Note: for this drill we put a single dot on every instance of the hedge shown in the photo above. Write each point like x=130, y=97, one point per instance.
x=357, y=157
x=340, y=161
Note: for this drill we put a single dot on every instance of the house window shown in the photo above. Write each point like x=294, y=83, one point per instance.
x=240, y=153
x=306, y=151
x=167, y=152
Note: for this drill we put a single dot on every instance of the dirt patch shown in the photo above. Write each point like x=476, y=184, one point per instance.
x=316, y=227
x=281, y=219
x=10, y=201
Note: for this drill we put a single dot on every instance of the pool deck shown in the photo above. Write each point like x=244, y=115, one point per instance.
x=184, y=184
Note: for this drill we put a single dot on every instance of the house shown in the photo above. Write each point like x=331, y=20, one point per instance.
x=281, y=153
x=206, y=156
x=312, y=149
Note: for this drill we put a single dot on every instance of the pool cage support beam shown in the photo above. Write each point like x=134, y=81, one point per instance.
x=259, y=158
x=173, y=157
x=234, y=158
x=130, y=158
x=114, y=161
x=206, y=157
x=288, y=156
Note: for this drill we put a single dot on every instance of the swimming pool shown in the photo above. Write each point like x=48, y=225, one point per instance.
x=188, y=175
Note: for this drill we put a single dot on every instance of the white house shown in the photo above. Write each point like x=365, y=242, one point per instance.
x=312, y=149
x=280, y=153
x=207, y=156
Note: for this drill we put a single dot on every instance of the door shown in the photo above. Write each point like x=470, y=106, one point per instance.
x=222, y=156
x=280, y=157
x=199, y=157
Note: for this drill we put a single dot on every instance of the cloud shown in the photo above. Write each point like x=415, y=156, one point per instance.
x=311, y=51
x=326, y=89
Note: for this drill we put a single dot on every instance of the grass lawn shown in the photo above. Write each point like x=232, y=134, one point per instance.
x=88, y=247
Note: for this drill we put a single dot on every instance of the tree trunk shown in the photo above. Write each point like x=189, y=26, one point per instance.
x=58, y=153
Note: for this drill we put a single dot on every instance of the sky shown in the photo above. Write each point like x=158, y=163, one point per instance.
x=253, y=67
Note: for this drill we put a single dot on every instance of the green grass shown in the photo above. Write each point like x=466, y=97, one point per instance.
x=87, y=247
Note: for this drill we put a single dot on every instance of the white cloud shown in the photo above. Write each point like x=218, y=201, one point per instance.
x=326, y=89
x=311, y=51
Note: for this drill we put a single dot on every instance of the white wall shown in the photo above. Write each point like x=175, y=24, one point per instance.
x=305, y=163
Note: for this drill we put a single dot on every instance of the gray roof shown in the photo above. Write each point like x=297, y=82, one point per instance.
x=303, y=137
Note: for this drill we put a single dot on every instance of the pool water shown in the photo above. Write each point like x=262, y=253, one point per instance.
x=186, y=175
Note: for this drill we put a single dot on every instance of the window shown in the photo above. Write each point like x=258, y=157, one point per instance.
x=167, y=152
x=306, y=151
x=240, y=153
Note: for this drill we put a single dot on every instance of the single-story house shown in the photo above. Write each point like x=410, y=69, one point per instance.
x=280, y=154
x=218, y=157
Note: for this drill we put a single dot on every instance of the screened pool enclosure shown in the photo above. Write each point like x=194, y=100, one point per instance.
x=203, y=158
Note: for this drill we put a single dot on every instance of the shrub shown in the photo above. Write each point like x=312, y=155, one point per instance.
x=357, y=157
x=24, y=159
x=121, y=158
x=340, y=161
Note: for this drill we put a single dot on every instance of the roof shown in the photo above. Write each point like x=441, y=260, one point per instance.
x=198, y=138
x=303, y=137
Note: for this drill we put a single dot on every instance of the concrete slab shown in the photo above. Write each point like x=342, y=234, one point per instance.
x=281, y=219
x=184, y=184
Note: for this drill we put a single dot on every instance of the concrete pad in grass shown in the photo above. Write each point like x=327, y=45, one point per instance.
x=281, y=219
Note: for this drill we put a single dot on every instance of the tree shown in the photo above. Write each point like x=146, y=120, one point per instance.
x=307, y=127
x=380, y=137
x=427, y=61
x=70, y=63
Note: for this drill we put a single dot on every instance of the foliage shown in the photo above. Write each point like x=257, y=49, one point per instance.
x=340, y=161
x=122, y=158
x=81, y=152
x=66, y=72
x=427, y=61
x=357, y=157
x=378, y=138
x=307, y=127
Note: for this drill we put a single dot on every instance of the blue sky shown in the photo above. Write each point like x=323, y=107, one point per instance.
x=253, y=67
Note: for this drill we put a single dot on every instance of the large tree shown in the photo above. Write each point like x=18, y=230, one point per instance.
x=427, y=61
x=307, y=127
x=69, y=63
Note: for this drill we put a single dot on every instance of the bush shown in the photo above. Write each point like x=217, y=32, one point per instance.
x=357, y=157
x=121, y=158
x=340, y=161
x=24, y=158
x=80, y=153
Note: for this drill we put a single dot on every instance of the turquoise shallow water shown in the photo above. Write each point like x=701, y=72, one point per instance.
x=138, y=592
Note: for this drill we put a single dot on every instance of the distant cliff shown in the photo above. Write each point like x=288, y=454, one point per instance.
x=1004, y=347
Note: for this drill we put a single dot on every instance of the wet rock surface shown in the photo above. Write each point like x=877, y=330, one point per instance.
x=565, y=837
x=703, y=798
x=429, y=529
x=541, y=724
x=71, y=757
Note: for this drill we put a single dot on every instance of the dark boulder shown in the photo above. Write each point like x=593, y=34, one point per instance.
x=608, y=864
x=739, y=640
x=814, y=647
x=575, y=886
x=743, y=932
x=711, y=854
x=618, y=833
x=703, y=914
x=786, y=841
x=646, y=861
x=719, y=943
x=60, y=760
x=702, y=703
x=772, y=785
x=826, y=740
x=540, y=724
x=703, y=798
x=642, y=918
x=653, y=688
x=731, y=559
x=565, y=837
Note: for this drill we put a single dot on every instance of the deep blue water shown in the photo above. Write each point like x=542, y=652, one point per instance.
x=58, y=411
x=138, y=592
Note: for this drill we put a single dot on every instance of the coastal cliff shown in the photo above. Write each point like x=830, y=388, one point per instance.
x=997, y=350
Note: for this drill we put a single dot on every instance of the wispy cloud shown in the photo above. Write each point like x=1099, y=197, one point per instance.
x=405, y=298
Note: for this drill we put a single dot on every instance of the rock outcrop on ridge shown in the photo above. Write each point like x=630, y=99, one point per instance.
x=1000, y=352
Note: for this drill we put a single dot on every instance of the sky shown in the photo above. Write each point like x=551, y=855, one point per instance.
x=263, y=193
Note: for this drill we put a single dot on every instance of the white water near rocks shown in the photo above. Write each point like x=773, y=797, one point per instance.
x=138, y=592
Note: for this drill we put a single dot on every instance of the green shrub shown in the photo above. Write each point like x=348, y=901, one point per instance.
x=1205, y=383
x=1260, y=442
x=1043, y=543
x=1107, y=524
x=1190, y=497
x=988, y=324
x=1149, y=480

### Task details:
Copy every row above, unchanged and in the same order.

### Response for this exercise:
Note: for this drill we put a single dot on every instance of the hedge shown in the photo above. Write each point like x=130, y=97, one point per instance.
x=357, y=157
x=340, y=161
Note: for this drill we put a single dot on every instance of the house window shown in the photo above. Write each point like x=294, y=83, one point per instance.
x=240, y=153
x=306, y=151
x=167, y=152
Note: for this drill we put a single dot on every instance of the dirt patch shown in the photo above. Write each point like x=476, y=184, one point per instance.
x=316, y=227
x=281, y=219
x=10, y=201
Note: for this drill we put a single dot on every instance of the pool deck shown in the photo above. Write each point like x=244, y=115, one point per instance.
x=184, y=184
Note: for this drill we put a single dot on every instance of the house shown in the photo above. Write each point like x=331, y=20, one point per instance.
x=281, y=153
x=206, y=156
x=312, y=149
Note: for this drill we put a single dot on every instance of the pool cage support beam shown in the photo above. Write each point like x=134, y=81, one point per instance.
x=259, y=158
x=173, y=157
x=234, y=158
x=130, y=158
x=114, y=161
x=206, y=157
x=288, y=156
Note: for this drill we put a single dot on every instance of the swimming pool shown in the photo above. Write each point like x=48, y=225, one point per instance.
x=188, y=175
Note: for this drill we put a single dot on every instance of the white house shown in the photo above. Write each point like x=365, y=242, one point per instance.
x=312, y=149
x=280, y=153
x=207, y=156
Note: for this drill we put a single dot on every instance of the door shown in the photo above. Write each point like x=470, y=106, one point per instance.
x=222, y=156
x=280, y=157
x=199, y=157
Note: for this drill we put a single dot on every instance of the cloud shown in the photo above. Write each point like x=415, y=156, one point per instance.
x=311, y=51
x=326, y=89
Note: for this drill we put a single dot on every instance of the grass lawn shown in the photo above. Write each point like x=232, y=134, one point per instance.
x=88, y=247
Note: for this drill we put a single dot on every instance of the tree trunk shown in the photo above. Write each point like x=189, y=26, one point per instance.
x=58, y=153
Note: for this drill we put a single dot on every instance of the sky shown in the photo above. Write each point like x=158, y=163, one point per instance.
x=253, y=67
Note: for this drill we put a single dot on every instance of the green grass shown in the photo above. Write each point like x=466, y=97, one point per instance.
x=87, y=247
Note: for this drill we put a single dot on every instance of the white cloud shown in the photo above. Write each point like x=218, y=201, one point per instance.
x=326, y=89
x=311, y=51
Note: for this drill we put a single dot on every instance of the white wall shown in the photo above. Write each point like x=175, y=24, one point per instance.
x=305, y=163
Note: for this drill we put a single dot on every instance of the gray roof shown in the photo above. Write each point like x=297, y=82, one point per instance.
x=303, y=137
Note: for this drill we put a single dot on every instance of the pool water shown in the photo above. Write each point like x=262, y=253, one point per instance.
x=186, y=175
Note: for this drill we put a single dot on every instance of the window shown in the photo above. Write each point like x=258, y=157, one point per instance.
x=167, y=152
x=306, y=151
x=240, y=153
Note: for this drill we put a single dot on every instance of the single-story house shown in the photo above. Write each point like x=410, y=69, one point per instance.
x=280, y=154
x=218, y=157
Note: for this drill we put a single dot on every instance of the screened pool enclosure shown in the photo above. Write each point like x=194, y=100, one point per instance.
x=203, y=158
Note: for this drill we put a single dot on every instance of the shrub shown in the photo above. Write each point like x=312, y=155, one point per instance.
x=357, y=157
x=24, y=159
x=121, y=158
x=340, y=161
Note: for this drill we put a single dot on every instance of the roof shown in the photo above. Write each point like x=441, y=260, one point per instance.
x=198, y=138
x=303, y=137
Note: for this drill we put a single dot on every instance of the concrete slab shown in the photo above. Write each point like x=342, y=234, one point per instance.
x=281, y=219
x=184, y=184
Note: for this drill we put a single dot on every instance of the concrete pad in grass shown in the photo above. Write each point like x=327, y=45, one point per instance.
x=281, y=219
Note: for this drill we put a single dot on every instance of the tree shown in the photo above. Write each point like x=146, y=120, one point per instance.
x=307, y=127
x=380, y=137
x=427, y=61
x=70, y=63
Note: for this drill we put a single dot on every instance of the foliage shown in the photo above. Write each point like x=257, y=49, one point per instance.
x=340, y=161
x=122, y=158
x=81, y=152
x=66, y=72
x=427, y=61
x=357, y=157
x=378, y=138
x=307, y=127
Note: for this drill we put a single dot on every instance of the blue sky shown in the photo above. Write each point like x=323, y=107, one point per instance.
x=253, y=67
Note: for this drill we put a single dot on every instance of the large tree shown in the photo above. Write each point like x=18, y=230, one point per instance.
x=427, y=61
x=307, y=127
x=69, y=63
Note: for this drill we put a single dot on every instance of the bush shown in the photo above. Write each point like x=217, y=32, one point per instance.
x=357, y=157
x=121, y=158
x=340, y=161
x=24, y=158
x=80, y=153
Note: for this drill we put a single dot on every instance of the turquoise shallow water shown in the photo above. Write each point like x=701, y=72, one point per instance.
x=138, y=592
Note: for this drill we put a single dot on every instance of the distant cliff shown in the photo above. Write each point like x=288, y=454, one point per instance.
x=1004, y=347
Note: for this drill we put a single dot on every instance of the wet rock surface shown in the photo above. Write each point like x=877, y=330, one point per instance.
x=565, y=837
x=703, y=798
x=429, y=529
x=541, y=724
x=71, y=757
Note: for this drill we put a single dot on every instance of the dark boulder shown in the photo above. Write each point like x=593, y=34, one point per instance.
x=608, y=864
x=739, y=640
x=814, y=647
x=575, y=886
x=743, y=932
x=711, y=854
x=618, y=833
x=703, y=914
x=786, y=841
x=646, y=861
x=719, y=943
x=60, y=760
x=702, y=703
x=772, y=785
x=826, y=740
x=540, y=724
x=703, y=798
x=642, y=918
x=653, y=688
x=731, y=559
x=565, y=837
Note: for this drill we put a single dot on every instance of the deep blue water shown in the photo above. Write each point like x=542, y=652, one point per instance.
x=58, y=411
x=138, y=592
Note: for this drill we put a single dot on every instance of the coastal cliff shown in the photo above. Write each point like x=830, y=388, one point per instance.
x=997, y=350
Note: for this drill we put a single dot on every instance of the wispy cloud shown in the photo above. Write each point like x=1099, y=197, one point per instance.
x=405, y=298
Note: for this drill we put a single dot on every instance of the rock outcrop on ridge shown in the photo above. Write each point like x=630, y=99, one point per instance.
x=1000, y=352
Note: for this drill we put a single dot on every instance of the sky shown in the photo above. Write each point like x=551, y=855, one point per instance.
x=263, y=193
Note: for this drill we put a single dot on every instance of the white water near rocks shown in the photo above. Write each point like x=773, y=797, one point per instance.
x=138, y=592
Note: for this drill we put a single dot on every instance of the green shrub shown in the photo above. Write each point like x=348, y=901, one point per instance.
x=1205, y=383
x=1260, y=442
x=1043, y=543
x=1107, y=524
x=1190, y=497
x=988, y=324
x=1149, y=480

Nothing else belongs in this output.